**Provided passage:**

The most well known is that Wikipedia has a page about KE and many pages about KE related objects. However, using Wikipedia (in connection with other wikis since the content of Wikipedia is meant to remain of "encyclopaedic" nature, that is, not too technical) is not a scalable approach. Indeed, current wikis, even semantic wikis such as Semantic MediaWiki, do not provide minimal supports for the collaborative building of a large well organized semantic network: no initial large lexical ontology, no intuitive expressive notation, no structural and ontological guidelines, no editing/sharing protocols, and extremely limited knowledge checking, querying and browsing features. Thus, current semantic wikis remain mostly informal and poorly structured. For example, the knowledge representation language (KRL) of Semantic MediaWiki does not permit to express quantifiers, collections, meta-information (even to represent the author of a statement, a kind of information that is essential to support editing/sharing protocols and filtering mechanisms) and it only permits to represent relations within hyperlinks and with source the object of the page (hence, for example, to represent the semantic content of a table, a user would have to create as many pages as there are columns or rows in the table).

The same restricted approach (and similar KRL within hyperlinks) was used in the well-publicized KA2 project [1][Benjamins & al., 1998] which re-used Ontobroker and aimed to let Knowledge Acquisition (KA) researchers index their KA resources within their Web pages. (The pages of the registered researchers were loaded from time to time into Ontobroker and the various bits of knowledge were then aggregated when possible). Furthermore, the provided ontology was extremely small (only 37 domain names) and could not be directly updated by users. Thus, this approach was extremely limiting, was not followed by many KA researchers, and could not support the representation or indexation of research ideas.

**Aim 1:** Identify every line in the rows below that contains the string "piggy", treating case as significant, and copy each such line.
The passage on semantic wikis and the rows are unrelated material.

**Data for this task:**
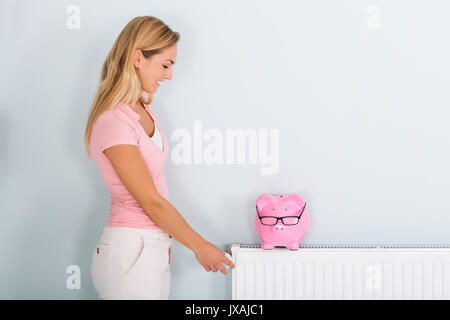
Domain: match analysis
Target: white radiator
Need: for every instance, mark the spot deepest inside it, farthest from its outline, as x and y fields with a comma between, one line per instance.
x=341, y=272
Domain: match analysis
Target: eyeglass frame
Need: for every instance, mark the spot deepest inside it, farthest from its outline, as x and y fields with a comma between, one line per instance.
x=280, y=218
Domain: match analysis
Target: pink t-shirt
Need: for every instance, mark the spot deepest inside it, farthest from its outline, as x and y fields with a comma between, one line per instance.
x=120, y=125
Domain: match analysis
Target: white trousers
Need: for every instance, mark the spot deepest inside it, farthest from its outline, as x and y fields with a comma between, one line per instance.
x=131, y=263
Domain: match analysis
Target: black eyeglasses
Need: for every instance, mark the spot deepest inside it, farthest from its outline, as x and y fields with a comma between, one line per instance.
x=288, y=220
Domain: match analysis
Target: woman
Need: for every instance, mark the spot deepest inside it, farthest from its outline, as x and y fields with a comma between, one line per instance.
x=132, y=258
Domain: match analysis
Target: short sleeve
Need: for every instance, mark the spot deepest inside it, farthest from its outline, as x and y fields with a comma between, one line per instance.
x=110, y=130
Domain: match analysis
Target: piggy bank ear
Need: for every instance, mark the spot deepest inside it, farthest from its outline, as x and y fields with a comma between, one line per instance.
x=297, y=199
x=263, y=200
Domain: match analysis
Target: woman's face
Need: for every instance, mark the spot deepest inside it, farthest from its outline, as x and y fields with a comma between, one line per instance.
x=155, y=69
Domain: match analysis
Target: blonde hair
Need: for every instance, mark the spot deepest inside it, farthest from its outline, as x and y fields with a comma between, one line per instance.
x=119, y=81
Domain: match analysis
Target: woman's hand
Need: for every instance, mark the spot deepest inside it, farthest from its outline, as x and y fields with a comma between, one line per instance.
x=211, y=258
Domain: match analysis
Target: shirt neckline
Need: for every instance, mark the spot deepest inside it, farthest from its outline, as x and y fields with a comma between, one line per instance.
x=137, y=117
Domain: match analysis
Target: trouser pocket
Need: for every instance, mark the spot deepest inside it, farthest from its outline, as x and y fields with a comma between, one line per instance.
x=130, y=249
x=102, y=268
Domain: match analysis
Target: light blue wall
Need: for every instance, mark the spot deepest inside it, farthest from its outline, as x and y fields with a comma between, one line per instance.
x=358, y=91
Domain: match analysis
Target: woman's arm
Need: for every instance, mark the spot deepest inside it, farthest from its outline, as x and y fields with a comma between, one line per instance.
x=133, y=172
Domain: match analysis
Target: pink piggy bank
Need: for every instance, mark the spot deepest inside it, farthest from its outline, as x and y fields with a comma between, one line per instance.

==

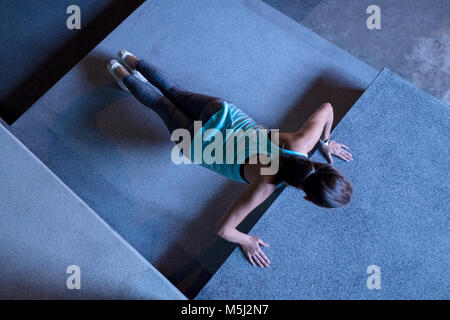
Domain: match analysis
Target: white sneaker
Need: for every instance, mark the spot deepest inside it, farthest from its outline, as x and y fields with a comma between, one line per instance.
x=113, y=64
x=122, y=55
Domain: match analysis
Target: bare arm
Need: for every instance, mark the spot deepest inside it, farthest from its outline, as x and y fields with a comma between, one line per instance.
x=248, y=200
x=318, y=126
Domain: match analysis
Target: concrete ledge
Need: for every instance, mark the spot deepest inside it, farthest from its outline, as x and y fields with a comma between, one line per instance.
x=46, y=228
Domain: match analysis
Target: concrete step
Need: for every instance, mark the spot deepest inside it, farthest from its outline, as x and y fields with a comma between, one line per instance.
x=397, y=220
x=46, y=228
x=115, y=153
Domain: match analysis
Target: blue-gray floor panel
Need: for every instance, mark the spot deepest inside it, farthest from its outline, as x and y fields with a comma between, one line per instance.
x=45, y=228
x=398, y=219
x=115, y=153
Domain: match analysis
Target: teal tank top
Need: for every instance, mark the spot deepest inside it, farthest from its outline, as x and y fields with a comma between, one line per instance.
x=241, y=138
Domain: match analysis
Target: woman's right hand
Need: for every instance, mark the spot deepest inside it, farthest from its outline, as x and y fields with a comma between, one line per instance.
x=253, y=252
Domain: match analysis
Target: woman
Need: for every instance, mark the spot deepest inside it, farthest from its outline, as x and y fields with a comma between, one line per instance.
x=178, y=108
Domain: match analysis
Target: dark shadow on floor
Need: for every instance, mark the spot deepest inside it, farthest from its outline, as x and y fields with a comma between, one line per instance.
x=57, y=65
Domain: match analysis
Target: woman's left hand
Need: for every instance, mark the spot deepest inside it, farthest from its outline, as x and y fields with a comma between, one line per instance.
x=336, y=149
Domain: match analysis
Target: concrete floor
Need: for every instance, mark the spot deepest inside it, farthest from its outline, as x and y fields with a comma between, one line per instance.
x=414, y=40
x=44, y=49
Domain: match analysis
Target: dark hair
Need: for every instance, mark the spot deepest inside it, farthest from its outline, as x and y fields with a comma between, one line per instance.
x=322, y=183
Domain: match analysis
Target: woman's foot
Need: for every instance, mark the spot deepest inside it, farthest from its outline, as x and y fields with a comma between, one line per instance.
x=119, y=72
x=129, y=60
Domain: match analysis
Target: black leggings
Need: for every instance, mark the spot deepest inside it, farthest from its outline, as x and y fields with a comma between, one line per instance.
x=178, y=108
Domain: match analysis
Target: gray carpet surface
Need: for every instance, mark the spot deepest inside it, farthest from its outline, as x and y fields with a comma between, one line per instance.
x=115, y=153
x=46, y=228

**Aim 2:** Reproduce verbatim the part of the semantic wikis passage above that begins at the words "The same restricted" and stops after "of research ideas.".

**Task output 1:**
Target: piggy bank ear
Target: pink piggy bank

**Task output 2:**
The same restricted approach (and similar KRL within hyperlinks) was used in the well-publicized KA2 project [1][Benjamins & al., 1998] which re-used Ontobroker and aimed to let Knowledge Acquisition (KA) researchers index their KA resources within their Web pages. (The pages of the registered researchers were loaded from time to time into Ontobroker and the various bits of knowledge were then aggregated when possible). Furthermore, the provided ontology was extremely small (only 37 domain names) and could not be directly updated by users. Thus, this approach was extremely limiting, was not followed by many KA researchers, and could not support the representation or indexation of research ideas.